- Given passage:
A federal judge has sentenced former Minneapolis police officer Derek Chauvin to 21 years in prison for violating the civil rights of George Floyd. As part of a plea agreement, Chauvin also pleaded guilty to violating the civil rights of John Pope Jr., a Black teen who was just 14 years old in 2017 when Chauvin grabbed him by the throat, hit him repeatedly in the head with a flashlight and pressed his knee into the boy’s neck while he was prone, handcuffed and not resisting. Chauvin will now be moved to a federal prison to serve his sentence concurrently with his 22-and-a-half-year sentence on state charges of murder and manslaughter for killing George Floyd in May 2020.
The Wisconsin Supreme Court is allowing sex trafficking survivor Chrystul Kizer to argue in court that she was justified in killing her trafficker. The ruling argued a 2008 state law that protects trafficking survivors from criminal liability for any acts committed as a result of trafficking extends to first-degree murder. Chrystul Kizer is accused of killing her white sex trafficker, Randall Volar, in 2018. She was 17 at the time. He had abused her since she was 16. Court records show Kenosha police knew Volar had a history of sexually abusing underage Black girls and was under investigation for sex trafficking, but he remained free for months. Kizer says she shot and killed Volar in self-defense after he drugged her and tried to rape her.
In Haiti, protesters took to the streets of Port-au-Prince Thursday marking one year since the assassination of President Jovenel Moïse. People denounced Haiti’s worsening political and economic crises since Moïse’s killing and the lack of process in his murder investigation.

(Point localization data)
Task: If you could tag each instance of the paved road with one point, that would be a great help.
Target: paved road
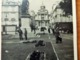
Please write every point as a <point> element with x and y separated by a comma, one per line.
<point>63,51</point>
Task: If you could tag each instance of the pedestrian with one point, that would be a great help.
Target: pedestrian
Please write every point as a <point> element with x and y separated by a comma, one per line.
<point>53,31</point>
<point>25,33</point>
<point>49,30</point>
<point>58,38</point>
<point>20,34</point>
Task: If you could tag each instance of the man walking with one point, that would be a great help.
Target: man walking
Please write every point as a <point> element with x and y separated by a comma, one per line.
<point>20,34</point>
<point>25,33</point>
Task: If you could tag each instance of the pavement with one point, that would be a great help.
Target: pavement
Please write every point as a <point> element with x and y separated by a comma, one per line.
<point>63,51</point>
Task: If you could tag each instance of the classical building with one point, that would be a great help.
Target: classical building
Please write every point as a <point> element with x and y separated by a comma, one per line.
<point>10,17</point>
<point>25,17</point>
<point>42,17</point>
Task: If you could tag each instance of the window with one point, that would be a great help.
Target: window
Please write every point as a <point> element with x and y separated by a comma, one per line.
<point>6,19</point>
<point>13,19</point>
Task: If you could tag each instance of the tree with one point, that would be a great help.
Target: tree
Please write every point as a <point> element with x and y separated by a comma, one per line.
<point>66,6</point>
<point>25,7</point>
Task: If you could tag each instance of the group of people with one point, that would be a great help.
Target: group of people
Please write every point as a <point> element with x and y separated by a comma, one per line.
<point>21,34</point>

- Tasks for this exercise:
1) Answer these from the news briefs above the data:
(a) How many years in prison did the federal judge give Derek Chauvin?
(b) How old was Chrystul Kizer when she is accused of killing Randall Volar?
(c) In which city did protesters in Haiti take to the streets?
2) From the news briefs that come before the data, reproduce the passage word for word. Begin at the words that contain "In Haiti, protesters" and stop after "his murder investigation.".
3) Pick up the news briefs on Chauvin, Kizer and Haiti, placed before the data, and carry them on past their final sentence.

- Answers for the exercise:
1)
(a) 21 years
(b) 17
(c) Port-au-Prince

2)
In Haiti, protesters took to the streets of Port-au-Prince Thursday marking one year since the assassination of President Jovenel Moïse. People denounced Haiti’s worsening political and economic crises since Moïse’s killing and the lack of process in his murder investigation.

3)
Marcelus Adeline: “It seems many officials from the Justice Ministry are involved in the president’s murder. We can’t say who they are, but we’re waiting for justice to be done. We’re very worried since there are plenty of officials said to be involved in the murder.”
In Texas, Republican Governor Greg Abbott has ordered state National Guard soldiers and state law enforcement officers to apprehend and expel asylum seekers who cross the U.S.-Mexico border — a move immigrant justice advocates have denounced as illegal. This comes as ProPublica and The Texas Tribune report the Justice Department is investigating alleged civil rights violations under Operation Lone Star, a multibillion-dollar immigration and border crackdown ordered by Abbott last year. The program has seen thousands of asylum seekers arrested and jailed — sometimes for weeks — and often without facing charges.
California Governor Gavin Newsom has approved a budget that allocates some $100 million for the state to manufacture its own insulin at a cheaper price. This is in response to the skyrocketing cost of the lifesaving medicine that has made it inaccessible to many diabetes patients. Newsom made the announcement Thursday.
Gov. Gavin Newsom: “Nothing epitomizes market failures more than the cost of insulin. Many Americans experience out-of-pocket costs anywhere from $300 to $500 per month for this lifesaving drug. California is now taking matters into our own hands. The budget, the budget I just signed, sets aside $100 million so that we can contract to make our own insulin at a cheaper price, close to at cost, and to make it available to all.”